### Description of the task
Quote the records below word for word, keeping every line unchanged.

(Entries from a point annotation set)
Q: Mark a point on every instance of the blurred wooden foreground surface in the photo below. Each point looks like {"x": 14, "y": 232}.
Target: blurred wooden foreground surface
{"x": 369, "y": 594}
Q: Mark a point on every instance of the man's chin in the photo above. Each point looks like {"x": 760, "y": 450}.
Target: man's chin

### Exercise response
Q: Mark a point on every instance of the blurred wooden foreground surface in the photo below. Each point looks like {"x": 14, "y": 232}.
Target: blurred wooden foreground surface
{"x": 369, "y": 594}
Q: Mark a point on every instance of the man's chin in the photo above. Each point looks like {"x": 760, "y": 450}.
Target: man's chin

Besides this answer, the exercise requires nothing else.